— Start Working data —

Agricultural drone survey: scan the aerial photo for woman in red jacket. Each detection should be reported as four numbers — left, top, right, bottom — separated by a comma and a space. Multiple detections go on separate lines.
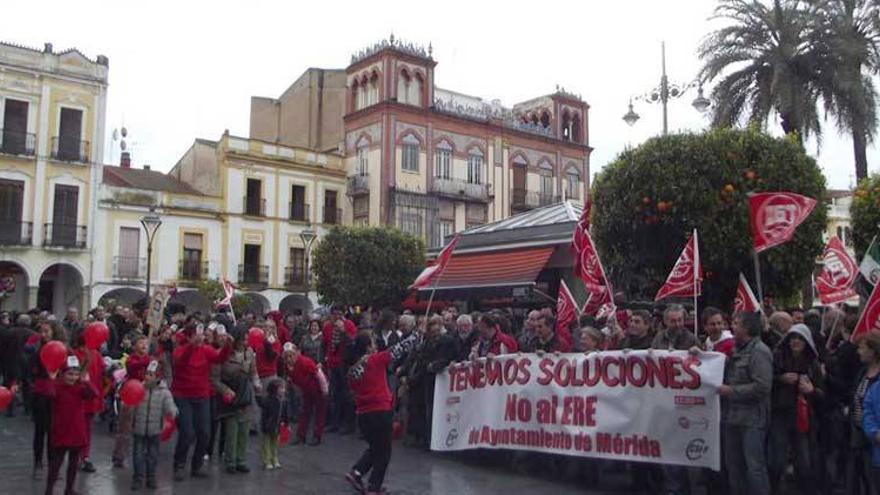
46, 356, 98, 495
171, 322, 232, 481
284, 343, 327, 445
345, 332, 421, 495
73, 334, 104, 473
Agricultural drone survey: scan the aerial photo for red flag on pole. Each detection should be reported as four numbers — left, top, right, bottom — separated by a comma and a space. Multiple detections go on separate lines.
556, 280, 577, 332
654, 229, 703, 301
409, 236, 458, 290
815, 236, 859, 304
749, 192, 816, 253
733, 273, 761, 313
849, 284, 880, 342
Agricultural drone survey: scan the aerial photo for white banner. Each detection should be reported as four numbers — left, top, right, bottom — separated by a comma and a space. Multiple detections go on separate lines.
431, 351, 724, 471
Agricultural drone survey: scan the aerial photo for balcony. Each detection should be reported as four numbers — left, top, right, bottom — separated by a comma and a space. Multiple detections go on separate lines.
346, 174, 370, 196
238, 264, 269, 288
323, 206, 342, 225
43, 223, 86, 249
113, 256, 147, 280
52, 136, 89, 163
0, 129, 37, 156
177, 259, 208, 285
284, 266, 309, 292
0, 220, 34, 246
241, 196, 266, 217
431, 177, 491, 203
289, 202, 311, 223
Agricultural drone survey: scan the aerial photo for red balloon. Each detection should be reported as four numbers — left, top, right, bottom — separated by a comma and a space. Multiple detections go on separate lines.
159, 416, 177, 442
119, 378, 146, 407
278, 423, 290, 445
0, 387, 12, 411
248, 327, 266, 349
40, 340, 67, 373
83, 321, 110, 350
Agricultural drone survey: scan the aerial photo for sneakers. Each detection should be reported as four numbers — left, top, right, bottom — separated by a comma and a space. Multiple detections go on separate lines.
345, 469, 367, 493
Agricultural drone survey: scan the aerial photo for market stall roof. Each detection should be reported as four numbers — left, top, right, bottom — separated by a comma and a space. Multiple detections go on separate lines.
428, 200, 583, 258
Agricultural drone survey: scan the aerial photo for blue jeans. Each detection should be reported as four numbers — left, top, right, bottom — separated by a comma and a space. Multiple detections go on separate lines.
131, 435, 159, 481
721, 425, 770, 495
174, 397, 211, 471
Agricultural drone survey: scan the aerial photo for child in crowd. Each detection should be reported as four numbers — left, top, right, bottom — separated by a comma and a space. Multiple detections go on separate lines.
260, 378, 287, 470
46, 356, 100, 495
131, 361, 177, 490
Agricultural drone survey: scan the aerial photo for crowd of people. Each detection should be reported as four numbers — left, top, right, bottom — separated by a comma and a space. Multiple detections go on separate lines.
0, 303, 880, 495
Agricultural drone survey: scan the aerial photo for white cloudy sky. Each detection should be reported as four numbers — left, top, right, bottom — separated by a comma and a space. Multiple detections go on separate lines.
8, 0, 880, 187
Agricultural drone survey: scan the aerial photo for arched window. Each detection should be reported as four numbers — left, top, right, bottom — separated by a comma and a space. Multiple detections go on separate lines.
468, 148, 483, 184
397, 70, 412, 103
434, 141, 452, 179
367, 72, 379, 106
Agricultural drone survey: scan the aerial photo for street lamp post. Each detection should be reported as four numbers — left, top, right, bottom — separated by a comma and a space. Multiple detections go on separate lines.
299, 229, 318, 295
141, 212, 162, 299
623, 42, 711, 136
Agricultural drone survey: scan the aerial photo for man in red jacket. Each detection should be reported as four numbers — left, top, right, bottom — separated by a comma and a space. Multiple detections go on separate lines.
284, 344, 327, 445
171, 323, 232, 481
46, 355, 98, 495
470, 315, 519, 359
323, 307, 357, 434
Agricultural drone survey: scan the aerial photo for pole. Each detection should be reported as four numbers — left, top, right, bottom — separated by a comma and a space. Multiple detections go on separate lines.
752, 250, 764, 308
660, 41, 669, 136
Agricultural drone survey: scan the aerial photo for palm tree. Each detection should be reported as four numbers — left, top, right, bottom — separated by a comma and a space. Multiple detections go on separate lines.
699, 0, 822, 142
813, 0, 880, 180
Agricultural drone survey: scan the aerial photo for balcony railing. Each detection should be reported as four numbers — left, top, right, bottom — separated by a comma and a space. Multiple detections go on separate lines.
290, 202, 311, 223
52, 136, 89, 163
43, 223, 86, 249
113, 256, 147, 280
0, 129, 37, 156
284, 266, 309, 292
431, 177, 489, 203
0, 220, 34, 246
238, 264, 269, 287
347, 174, 370, 196
241, 196, 266, 217
323, 206, 342, 225
177, 259, 208, 282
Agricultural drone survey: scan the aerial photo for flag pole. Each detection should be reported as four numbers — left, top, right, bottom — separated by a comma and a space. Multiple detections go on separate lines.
694, 229, 702, 338
752, 249, 764, 308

— End Working data —

Copy out every row above that contains the string "jacket", matching case exactly.

Agricultural drone survey: scan the aerial photo for woman in red jacket. Each detection should be reported as four numbers — left, top, right, bottom — separated by a comma and a space. Multiple detections go on separate lines.
Agricultural drone survey: scan the aerial photo for man in red jacket. Each detection should be reported as four numbers — left, top, right, bottom — separated by a comma and a space. Multiple detections go on separate lines.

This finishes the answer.